▶ TEXT SECTION
▼
GPU bandwidth

Hi,

I would like to know what is the bandwidth for loading data from GPU DRAM to shared memory and the bandwidth for loading data from DRAM to the register?

For example, on RTX 3090, which is higher?

Can we profile these two stats via nsight compute or some other simple methods?

Apologies, the morning coffee hadn’t kicked in and I misread your post, hence deleted.

I wouldn’t expect either one to be higher. In the ordinary case, they are both following roughly the same path:

DRAM->L2->L1->register->shared

The only difference is the last step, which should not have a meaningful effect on observable bandwidth, assuming no other activity on the GPU and sensible coding.

Nsight compute has a memory chart as well as a memory report section that you may want to become familiar with.

Of course, if you have significant “other” usage of shared memory in your code, then the transfer of data to shared memory could become a bottleneck. But considering only the register->shared mem path/step on the RTX3090, it should support (with 64 or 128bit per thread stores) up to 128 bytes per SM per clock, which exceeds the DRAM bandwidth on RTX3090, so the shared store at the end should not be a performance limiter, by itself. (&)

Likewise, if you have significant register pressure in your code, then the usage of a register footprint to move the data to shared could be an issue. In that case, you could investigate an async global->shared copy, which is a new feature in Ampere, and discussed in many forum posts.

(&) The math:
RTX 3090 has 82 SMs it seems. (you can confirm with deviceQuery). Likewise the base clock is 1395MHz. And the reported DRAM bandwidth is 936GB/s. The calculation for shared bandwidth would be 128 bytes x 82 SMs x 1.395GHz = 14,642GB/s aggregate, device-wide. So this far exceeds the 936GB/s of DRAM bandwidth, meaning DRAM bandwidth should be the limiting factor in both cases. Even if we drop the per thread store quantity to 32 bits, this will only halve the register->shared bandwidth (on GA10x) and that bandwidth still far exceeds DRAM bandwidth.
▲
▶ Rows from a point labeling set
▼
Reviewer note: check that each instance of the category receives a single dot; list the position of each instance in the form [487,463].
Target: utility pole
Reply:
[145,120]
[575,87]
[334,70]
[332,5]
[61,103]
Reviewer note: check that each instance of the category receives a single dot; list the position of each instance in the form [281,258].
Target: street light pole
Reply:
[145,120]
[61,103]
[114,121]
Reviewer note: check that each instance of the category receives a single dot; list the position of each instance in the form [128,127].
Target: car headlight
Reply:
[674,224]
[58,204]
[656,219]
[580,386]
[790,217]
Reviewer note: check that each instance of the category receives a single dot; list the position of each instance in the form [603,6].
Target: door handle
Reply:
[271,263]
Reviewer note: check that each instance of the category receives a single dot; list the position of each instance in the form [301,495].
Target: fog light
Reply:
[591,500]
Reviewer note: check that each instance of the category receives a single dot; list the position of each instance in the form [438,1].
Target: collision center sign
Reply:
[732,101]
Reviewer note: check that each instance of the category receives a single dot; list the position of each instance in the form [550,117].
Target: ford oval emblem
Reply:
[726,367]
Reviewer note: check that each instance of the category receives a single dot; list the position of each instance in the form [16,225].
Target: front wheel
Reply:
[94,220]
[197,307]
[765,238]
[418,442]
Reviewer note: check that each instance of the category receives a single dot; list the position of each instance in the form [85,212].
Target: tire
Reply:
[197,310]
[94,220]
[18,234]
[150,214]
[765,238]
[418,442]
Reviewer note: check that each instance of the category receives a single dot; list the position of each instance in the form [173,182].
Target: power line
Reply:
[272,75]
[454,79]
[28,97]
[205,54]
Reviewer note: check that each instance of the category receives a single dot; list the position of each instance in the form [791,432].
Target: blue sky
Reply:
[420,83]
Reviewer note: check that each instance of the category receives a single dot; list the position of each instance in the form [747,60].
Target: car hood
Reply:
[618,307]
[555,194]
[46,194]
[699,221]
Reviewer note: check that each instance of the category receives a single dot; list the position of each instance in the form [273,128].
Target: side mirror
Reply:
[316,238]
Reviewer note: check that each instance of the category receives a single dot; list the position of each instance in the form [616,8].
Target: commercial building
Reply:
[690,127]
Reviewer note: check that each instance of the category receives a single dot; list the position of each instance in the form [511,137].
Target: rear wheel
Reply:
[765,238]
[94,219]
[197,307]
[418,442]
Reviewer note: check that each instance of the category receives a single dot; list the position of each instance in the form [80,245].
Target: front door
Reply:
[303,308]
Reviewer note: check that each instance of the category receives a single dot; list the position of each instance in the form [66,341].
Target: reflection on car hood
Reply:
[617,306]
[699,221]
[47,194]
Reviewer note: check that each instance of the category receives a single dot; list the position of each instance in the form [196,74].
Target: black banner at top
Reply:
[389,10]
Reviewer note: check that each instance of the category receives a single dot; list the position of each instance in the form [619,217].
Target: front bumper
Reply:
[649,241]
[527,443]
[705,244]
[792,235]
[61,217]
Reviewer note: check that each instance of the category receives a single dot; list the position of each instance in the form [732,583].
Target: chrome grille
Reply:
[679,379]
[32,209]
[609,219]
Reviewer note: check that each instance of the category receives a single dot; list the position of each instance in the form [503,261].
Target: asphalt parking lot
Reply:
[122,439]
▲
▶ INSTRUCTIONS FOR THE TASK
In the GPU bandwidth thread, replace "higher" with "faster" and give back the passage between "For example, on" and "and sensible coding.", inclusive. The rows have nothing to do with this.

▶ EXERCISE SOLUTION
For example, on RTX 3090, which is faster?

Can we profile these two stats via nsight compute or some other simple methods?

Apologies, the morning coffee hadn’t kicked in and I misread your post, hence deleted.

I wouldn’t expect either one to be faster. In the ordinary case, they are both following roughly the same path:

DRAM->L2->L1->register->shared

The only difference is the last step, which should not have a meaningful effect on observable bandwidth, assuming no other activity on the GPU and sensible coding.